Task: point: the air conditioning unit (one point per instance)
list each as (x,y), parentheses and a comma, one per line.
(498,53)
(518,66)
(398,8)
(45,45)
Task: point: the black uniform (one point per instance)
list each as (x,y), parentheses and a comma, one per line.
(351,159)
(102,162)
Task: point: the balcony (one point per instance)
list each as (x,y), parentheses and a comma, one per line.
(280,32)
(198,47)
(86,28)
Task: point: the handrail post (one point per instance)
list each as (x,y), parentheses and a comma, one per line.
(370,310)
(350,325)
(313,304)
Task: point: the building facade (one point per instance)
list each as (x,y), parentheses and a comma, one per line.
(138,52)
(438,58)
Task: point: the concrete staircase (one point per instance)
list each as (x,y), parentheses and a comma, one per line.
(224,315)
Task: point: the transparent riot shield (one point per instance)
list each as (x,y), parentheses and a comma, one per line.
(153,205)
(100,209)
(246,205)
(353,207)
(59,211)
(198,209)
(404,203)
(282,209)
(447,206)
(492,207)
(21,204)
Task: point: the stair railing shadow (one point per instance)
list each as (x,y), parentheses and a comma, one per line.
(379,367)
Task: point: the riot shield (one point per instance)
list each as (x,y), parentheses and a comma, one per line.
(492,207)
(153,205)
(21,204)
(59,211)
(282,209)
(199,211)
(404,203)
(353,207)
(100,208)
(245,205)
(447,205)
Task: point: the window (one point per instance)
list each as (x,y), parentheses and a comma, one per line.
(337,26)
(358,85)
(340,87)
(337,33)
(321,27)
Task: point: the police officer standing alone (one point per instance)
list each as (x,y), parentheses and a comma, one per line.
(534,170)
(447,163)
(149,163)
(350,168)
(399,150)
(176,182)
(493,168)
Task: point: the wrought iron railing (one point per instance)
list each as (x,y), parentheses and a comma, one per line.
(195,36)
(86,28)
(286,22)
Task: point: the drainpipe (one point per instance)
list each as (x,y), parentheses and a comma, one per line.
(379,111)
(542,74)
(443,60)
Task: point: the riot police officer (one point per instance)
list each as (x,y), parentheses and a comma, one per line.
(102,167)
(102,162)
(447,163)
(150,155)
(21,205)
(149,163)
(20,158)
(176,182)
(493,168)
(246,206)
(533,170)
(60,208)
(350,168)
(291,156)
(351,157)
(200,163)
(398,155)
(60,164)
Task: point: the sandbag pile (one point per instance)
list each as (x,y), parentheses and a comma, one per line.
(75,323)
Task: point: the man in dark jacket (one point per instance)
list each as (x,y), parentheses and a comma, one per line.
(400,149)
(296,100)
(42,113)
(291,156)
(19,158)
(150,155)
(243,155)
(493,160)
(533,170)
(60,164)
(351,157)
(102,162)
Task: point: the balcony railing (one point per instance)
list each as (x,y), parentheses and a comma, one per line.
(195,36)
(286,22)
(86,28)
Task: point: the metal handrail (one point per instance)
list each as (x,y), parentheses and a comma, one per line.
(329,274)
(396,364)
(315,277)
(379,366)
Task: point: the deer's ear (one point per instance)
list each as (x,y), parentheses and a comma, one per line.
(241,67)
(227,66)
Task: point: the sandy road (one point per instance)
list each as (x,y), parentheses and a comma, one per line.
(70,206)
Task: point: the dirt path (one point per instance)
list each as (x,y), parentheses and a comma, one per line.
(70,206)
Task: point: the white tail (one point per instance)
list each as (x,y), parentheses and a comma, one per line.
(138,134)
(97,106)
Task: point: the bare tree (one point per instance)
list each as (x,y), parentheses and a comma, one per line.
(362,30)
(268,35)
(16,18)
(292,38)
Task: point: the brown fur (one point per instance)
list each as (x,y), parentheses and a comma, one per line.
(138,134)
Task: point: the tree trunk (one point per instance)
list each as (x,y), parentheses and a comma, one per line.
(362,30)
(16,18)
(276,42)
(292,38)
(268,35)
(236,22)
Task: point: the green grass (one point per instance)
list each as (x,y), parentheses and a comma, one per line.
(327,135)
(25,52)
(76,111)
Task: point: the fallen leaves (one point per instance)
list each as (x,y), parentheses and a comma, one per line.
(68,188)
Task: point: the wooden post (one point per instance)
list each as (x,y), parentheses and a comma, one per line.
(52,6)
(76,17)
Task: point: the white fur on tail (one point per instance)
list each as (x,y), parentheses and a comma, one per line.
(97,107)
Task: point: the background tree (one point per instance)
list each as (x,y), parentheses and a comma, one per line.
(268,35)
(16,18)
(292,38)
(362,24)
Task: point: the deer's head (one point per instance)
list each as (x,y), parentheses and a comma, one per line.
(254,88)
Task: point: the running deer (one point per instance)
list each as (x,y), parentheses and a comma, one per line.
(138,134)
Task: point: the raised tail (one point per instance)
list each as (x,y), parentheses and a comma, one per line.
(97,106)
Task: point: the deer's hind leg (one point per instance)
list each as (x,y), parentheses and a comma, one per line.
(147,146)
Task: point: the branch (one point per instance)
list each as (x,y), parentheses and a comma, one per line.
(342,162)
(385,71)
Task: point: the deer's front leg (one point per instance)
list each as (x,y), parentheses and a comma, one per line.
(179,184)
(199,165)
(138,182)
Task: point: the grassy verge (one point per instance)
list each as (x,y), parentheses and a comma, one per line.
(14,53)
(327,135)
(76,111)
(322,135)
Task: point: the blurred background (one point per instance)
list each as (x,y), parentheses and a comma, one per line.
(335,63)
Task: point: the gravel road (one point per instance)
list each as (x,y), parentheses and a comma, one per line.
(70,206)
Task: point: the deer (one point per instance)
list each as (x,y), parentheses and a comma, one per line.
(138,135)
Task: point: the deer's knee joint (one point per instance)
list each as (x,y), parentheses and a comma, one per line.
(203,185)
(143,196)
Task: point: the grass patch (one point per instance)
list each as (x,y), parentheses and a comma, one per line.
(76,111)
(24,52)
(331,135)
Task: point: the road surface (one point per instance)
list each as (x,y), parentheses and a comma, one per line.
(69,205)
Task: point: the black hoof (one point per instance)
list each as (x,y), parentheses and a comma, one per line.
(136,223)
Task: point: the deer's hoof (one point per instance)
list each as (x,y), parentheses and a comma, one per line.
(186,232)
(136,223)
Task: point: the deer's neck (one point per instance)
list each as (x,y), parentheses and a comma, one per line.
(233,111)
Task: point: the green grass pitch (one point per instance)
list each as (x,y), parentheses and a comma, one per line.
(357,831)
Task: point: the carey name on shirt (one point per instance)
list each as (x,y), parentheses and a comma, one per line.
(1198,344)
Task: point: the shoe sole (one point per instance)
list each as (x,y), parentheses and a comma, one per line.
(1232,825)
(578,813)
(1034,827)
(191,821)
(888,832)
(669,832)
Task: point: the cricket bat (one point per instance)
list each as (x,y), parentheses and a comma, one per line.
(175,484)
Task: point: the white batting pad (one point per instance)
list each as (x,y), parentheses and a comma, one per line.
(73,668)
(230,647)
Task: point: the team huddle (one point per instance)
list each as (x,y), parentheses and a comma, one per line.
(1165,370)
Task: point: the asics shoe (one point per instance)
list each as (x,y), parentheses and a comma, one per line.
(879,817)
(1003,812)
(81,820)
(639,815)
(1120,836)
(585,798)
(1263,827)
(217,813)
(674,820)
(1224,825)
****************
§ TASK TO COMPLETE: Copy every record above exactly as it appears.

§ TASK RESPONSE:
Task: point: the air conditioning unit (one point per instance)
list each as (x,y), parentheses and a comma, one per line.
(498,53)
(518,66)
(398,8)
(45,45)
Task: point: the black uniform (one point per instance)
list each as (x,y), parentheses and a comma, one per line.
(351,159)
(102,162)
Task: point: the balcony (one point per instance)
list each as (x,y), parentheses and a comma, one per line.
(280,32)
(198,47)
(86,28)
Task: point: the handrail post (one point per instance)
list each as (x,y), parentheses and a comma, one per line.
(370,310)
(350,325)
(313,304)
Task: point: the building facade (one point per instance)
list each as (x,y), parentheses and a comma, one per line.
(138,52)
(438,58)
Task: point: the concrete staircase (one point per instance)
list each as (x,y), parentheses and a comma, one per line.
(224,315)
Task: point: the transparent riot shield (one point per instance)
list each as (x,y), parentheses and a comma, one per line.
(153,205)
(100,209)
(246,205)
(353,207)
(59,211)
(198,209)
(404,203)
(282,209)
(447,206)
(492,207)
(21,204)
Task: point: the stair railing shadow (one point per instance)
list each as (x,y), parentheses and a comma, one per line.
(379,367)
Task: point: the riot shield (one point per instance)
list each as (x,y), parentheses and a comma, one per line.
(492,207)
(153,205)
(21,204)
(59,211)
(282,209)
(199,211)
(404,203)
(353,207)
(100,208)
(245,205)
(447,205)
Task: point: the window (one point per instance)
list each as (x,y), parentheses and a comma, one per line.
(337,26)
(358,85)
(340,87)
(337,33)
(321,27)
Task: point: the police officer standing alone (one point per instance)
list each as (x,y), parentheses and a comma, one per line.
(534,170)
(447,163)
(149,163)
(350,168)
(399,150)
(176,182)
(493,168)
Task: point: the wrought iron railing (one point per instance)
list each as (x,y), parentheses and a comma, one per line.
(195,36)
(86,28)
(286,22)
Task: point: the drainpipe (one point per instance)
list each as (x,y), parentheses and a comma, one per line.
(379,111)
(542,74)
(443,60)
Task: point: the riot police officer (one point per instance)
list each as (x,y), parentheses and a comma, one per line.
(102,167)
(102,162)
(447,163)
(150,155)
(21,205)
(149,163)
(20,158)
(176,182)
(493,168)
(246,206)
(533,170)
(60,208)
(350,168)
(291,156)
(351,157)
(200,163)
(398,155)
(60,164)
Task: point: the sandbag pile (one point per instance)
list each as (x,y), parentheses and a comma, one per line.
(75,323)
Task: point: the man in dark jacket (one point per instance)
list each as (x,y), parentheses and a comma, one per line.
(400,149)
(296,100)
(42,113)
(291,156)
(19,158)
(150,155)
(243,155)
(493,160)
(533,170)
(60,164)
(351,157)
(102,162)
Task: point: the balcony railing (one point per instance)
list each as (x,y), parentheses and a comma, one per line.
(195,36)
(286,22)
(86,28)
Task: point: the metal handrail (one point per instance)
list each as (x,y), parentheses and a comma, one per line.
(329,274)
(396,364)
(315,277)
(379,366)
Task: point: the deer's ear (one point per instance)
list each as (x,y), parentheses and a comma, one per line.
(241,67)
(227,66)
Task: point: the sandy road (one point per instance)
list each as (x,y), parentheses and a comma, one per line.
(70,206)
Task: point: the dirt path (one point per instance)
list each as (x,y), parentheses and a comma, one per line.
(70,206)
Task: point: the white tail (one point per instance)
list each as (x,y), parentheses and a comma, one per line.
(138,134)
(97,106)
Task: point: the bare tree (one point per instance)
list each as (x,y), parentheses and a comma, one per line.
(362,30)
(268,35)
(16,18)
(292,38)
Task: point: the brown fur (one point per instance)
list each as (x,y), parentheses and a comma, one per line.
(138,134)
Task: point: the tree trunk (one point per instance)
list each as (x,y), parentheses and a comma, one per line.
(362,30)
(16,18)
(276,42)
(292,38)
(268,35)
(236,22)
Task: point: the green grass (one point per instance)
list each as (x,y), parentheses and a comma, one per line.
(327,135)
(25,52)
(76,111)
Task: point: the fallen leaves (one point per instance)
list each as (x,y), parentheses and a comma, one per line.
(68,188)
Task: point: the wooden post (one point per instance)
list each as (x,y), parentheses and a comma, one per line.
(52,6)
(76,17)
Task: point: the white fur on tail (one point per instance)
list each as (x,y), parentheses and a comma, one per line.
(97,107)
Task: point: the background tree (one point per instance)
list each as (x,y), parentheses and a comma, one per line.
(268,35)
(16,18)
(292,38)
(362,24)
Task: point: the deer's head (one point per instance)
list each as (x,y), parentheses and a comma, one per line.
(254,88)
Task: point: the running deer (one point per instance)
list each as (x,y), parentheses and a comma, one per line.
(138,134)
Task: point: the raised tail (one point per instance)
list each as (x,y), parentheses and a comma, one per line.
(97,106)
Task: point: the deer's hind leg (one point per instance)
list each as (x,y), parentheses and a comma, one per line.
(147,146)
Task: point: the branch (one point per instance)
list each as (x,y), parentheses and a comma, one per line.
(342,162)
(385,71)
Task: point: the deer's front leg (one point per instance)
list each as (x,y), parentheses and a comma, one per line.
(179,184)
(199,165)
(138,182)
Task: point: the grassy verge (one point per instance)
list each as (x,y), parentheses and a comma, one per line.
(14,53)
(327,135)
(76,111)
(322,135)
Task: point: the blurred background (one point per instance)
list each as (x,y), parentheses and a comma, one per line.
(335,63)
Task: point: the gravel road (one point per instance)
list each as (x,y), parentheses and a comma, one per line.
(70,206)
Task: point: the deer (one point per instance)
list each as (x,y), parentheses and a comma, one per line.
(138,135)
Task: point: the deer's knee joint (one point per instance)
list each as (x,y), parentheses and a comma, one per line.
(203,185)
(143,196)
Task: point: the grass patch (one point per instance)
list each as (x,y), parentheses and a comma, one per line.
(76,111)
(24,52)
(331,135)
Task: point: the road surface (one point per instance)
list each as (x,y), parentheses and a comma, one per line.
(69,205)
Task: point: the black hoof (one point per instance)
list each as (x,y), parentheses and a comma, one per line.
(136,223)
Task: point: the deer's hoof (one point per instance)
list each as (x,y), parentheses and a comma, one per line.
(186,232)
(136,223)
Task: point: the deer's neck (one point per instance)
list each as (x,y), parentheses and a comma, one per line.
(233,111)
Task: point: the green grass pitch (one point per instance)
list each as (x,y), parentheses and a comma, one per line.
(357,831)
Task: point: the carey name on shirt (one point per instance)
list each as (x,y), parentheses and a comma, one per line.
(1198,344)
Task: point: the shoe sole (one point per instance)
list each as (x,y), parentheses and a comma, one per line.
(1232,825)
(578,813)
(1034,827)
(191,821)
(888,832)
(669,832)
Task: point: the cricket bat (one point per instance)
list each as (x,y), parentheses and a comma, one per line.
(175,484)
Task: point: the white batting pad (one point per instance)
list each as (x,y), parentheses and a comma, one per line.
(73,668)
(230,647)
Task: point: the team huddle (one point per instance)
list each as (x,y), parentheses and a comma, one per line.
(1165,370)
Task: point: the asics shoe (one point per instance)
list each as (x,y), parentheses and a comma, one per line.
(879,817)
(1003,812)
(81,820)
(639,815)
(1120,836)
(585,798)
(1263,827)
(217,813)
(674,820)
(1224,825)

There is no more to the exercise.